Check every line below for the string "guardrail". Copy the ones that have it.

⟨

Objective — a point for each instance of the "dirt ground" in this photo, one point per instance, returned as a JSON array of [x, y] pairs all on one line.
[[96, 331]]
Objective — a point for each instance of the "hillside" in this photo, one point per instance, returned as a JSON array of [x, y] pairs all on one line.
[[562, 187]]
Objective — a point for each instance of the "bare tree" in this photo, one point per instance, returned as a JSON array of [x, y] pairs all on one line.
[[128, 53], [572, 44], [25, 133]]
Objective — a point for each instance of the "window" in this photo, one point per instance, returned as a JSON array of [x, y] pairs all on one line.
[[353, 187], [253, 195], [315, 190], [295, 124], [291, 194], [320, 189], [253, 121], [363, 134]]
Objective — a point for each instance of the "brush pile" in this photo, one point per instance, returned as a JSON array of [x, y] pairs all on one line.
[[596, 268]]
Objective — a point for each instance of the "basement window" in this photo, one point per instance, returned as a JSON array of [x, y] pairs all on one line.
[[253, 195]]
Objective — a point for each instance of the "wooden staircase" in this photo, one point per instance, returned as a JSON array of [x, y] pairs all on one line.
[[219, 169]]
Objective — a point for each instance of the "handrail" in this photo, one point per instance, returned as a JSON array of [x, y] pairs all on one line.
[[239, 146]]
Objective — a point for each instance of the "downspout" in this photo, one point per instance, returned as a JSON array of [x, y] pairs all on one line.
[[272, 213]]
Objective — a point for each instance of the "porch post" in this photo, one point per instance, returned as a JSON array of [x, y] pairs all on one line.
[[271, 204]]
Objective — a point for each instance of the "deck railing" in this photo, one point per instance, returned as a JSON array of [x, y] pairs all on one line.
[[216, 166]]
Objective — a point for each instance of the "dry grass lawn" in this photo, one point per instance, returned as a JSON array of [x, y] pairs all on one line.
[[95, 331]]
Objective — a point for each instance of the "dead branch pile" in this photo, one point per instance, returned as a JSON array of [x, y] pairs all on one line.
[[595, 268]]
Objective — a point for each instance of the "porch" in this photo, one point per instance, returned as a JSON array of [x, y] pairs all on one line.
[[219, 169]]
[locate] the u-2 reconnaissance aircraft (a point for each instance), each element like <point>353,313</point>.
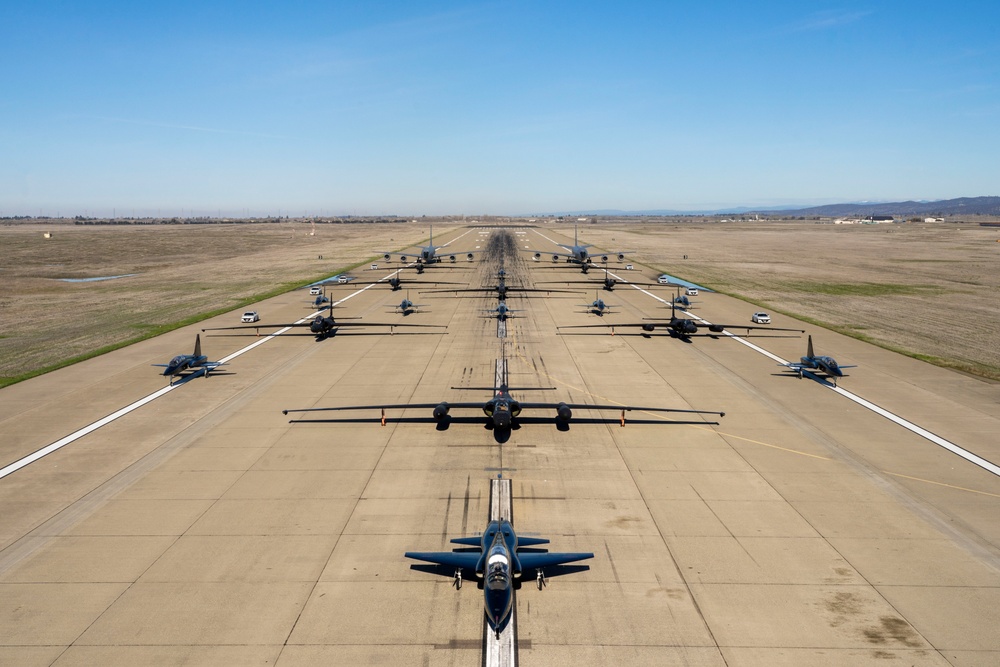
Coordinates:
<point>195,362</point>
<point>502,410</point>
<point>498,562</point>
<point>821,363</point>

⟩
⟨

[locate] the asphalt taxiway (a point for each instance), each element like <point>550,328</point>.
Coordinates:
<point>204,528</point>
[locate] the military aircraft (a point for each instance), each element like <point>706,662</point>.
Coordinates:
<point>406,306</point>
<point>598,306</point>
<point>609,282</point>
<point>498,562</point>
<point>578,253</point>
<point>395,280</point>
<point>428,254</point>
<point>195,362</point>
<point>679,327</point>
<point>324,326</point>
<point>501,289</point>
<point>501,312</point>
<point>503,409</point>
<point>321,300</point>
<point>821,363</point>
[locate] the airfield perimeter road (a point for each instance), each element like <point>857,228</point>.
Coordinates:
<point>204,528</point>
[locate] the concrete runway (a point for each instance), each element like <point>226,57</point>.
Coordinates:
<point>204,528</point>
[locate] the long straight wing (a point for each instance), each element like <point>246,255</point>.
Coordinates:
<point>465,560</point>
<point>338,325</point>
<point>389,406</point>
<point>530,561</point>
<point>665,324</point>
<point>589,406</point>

⟩
⟨

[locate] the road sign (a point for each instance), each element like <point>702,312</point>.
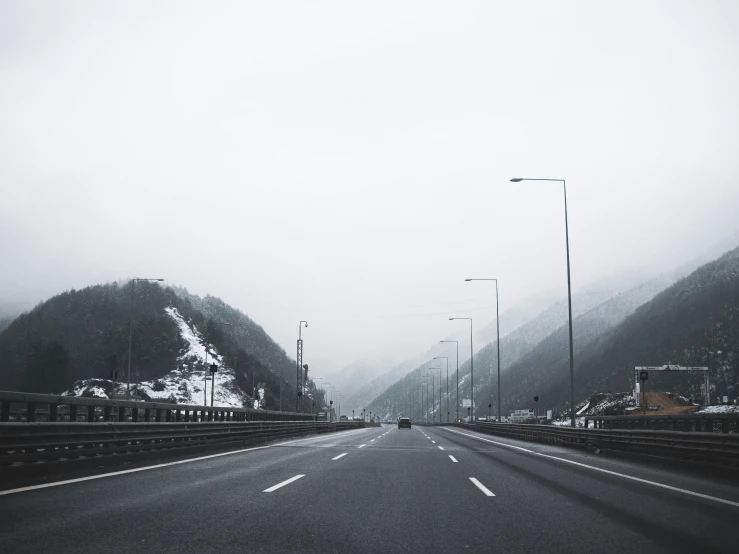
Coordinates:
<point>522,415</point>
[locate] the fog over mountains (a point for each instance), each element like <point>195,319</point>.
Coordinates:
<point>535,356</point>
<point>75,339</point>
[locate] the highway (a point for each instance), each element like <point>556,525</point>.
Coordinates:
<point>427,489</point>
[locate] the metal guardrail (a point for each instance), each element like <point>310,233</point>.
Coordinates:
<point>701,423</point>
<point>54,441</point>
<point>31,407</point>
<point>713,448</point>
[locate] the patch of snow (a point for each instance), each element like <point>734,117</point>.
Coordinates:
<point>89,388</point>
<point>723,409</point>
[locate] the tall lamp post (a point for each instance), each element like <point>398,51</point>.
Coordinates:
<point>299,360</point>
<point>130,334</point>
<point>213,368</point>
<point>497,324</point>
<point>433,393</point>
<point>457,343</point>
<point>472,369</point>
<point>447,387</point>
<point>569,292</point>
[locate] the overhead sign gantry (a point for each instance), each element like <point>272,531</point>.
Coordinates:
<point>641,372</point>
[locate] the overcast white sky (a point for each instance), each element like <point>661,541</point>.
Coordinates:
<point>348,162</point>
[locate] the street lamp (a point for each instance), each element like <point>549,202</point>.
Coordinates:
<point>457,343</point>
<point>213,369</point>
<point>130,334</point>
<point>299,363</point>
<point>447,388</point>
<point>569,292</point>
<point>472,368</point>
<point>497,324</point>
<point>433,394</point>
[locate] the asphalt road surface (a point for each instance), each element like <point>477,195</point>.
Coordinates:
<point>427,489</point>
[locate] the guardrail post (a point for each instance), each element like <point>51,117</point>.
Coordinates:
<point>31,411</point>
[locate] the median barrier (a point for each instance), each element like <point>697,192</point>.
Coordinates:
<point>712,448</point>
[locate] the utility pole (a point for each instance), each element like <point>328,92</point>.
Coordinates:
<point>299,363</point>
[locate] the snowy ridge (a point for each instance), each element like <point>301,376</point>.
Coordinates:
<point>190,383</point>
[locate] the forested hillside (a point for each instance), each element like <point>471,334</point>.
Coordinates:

⟩

### EXERCISE RESULT:
[locate] the metal guardrail (a point for each instance), each element like <point>310,233</point>.
[locate] the guardrail post (a point for each instance), each element like <point>51,117</point>.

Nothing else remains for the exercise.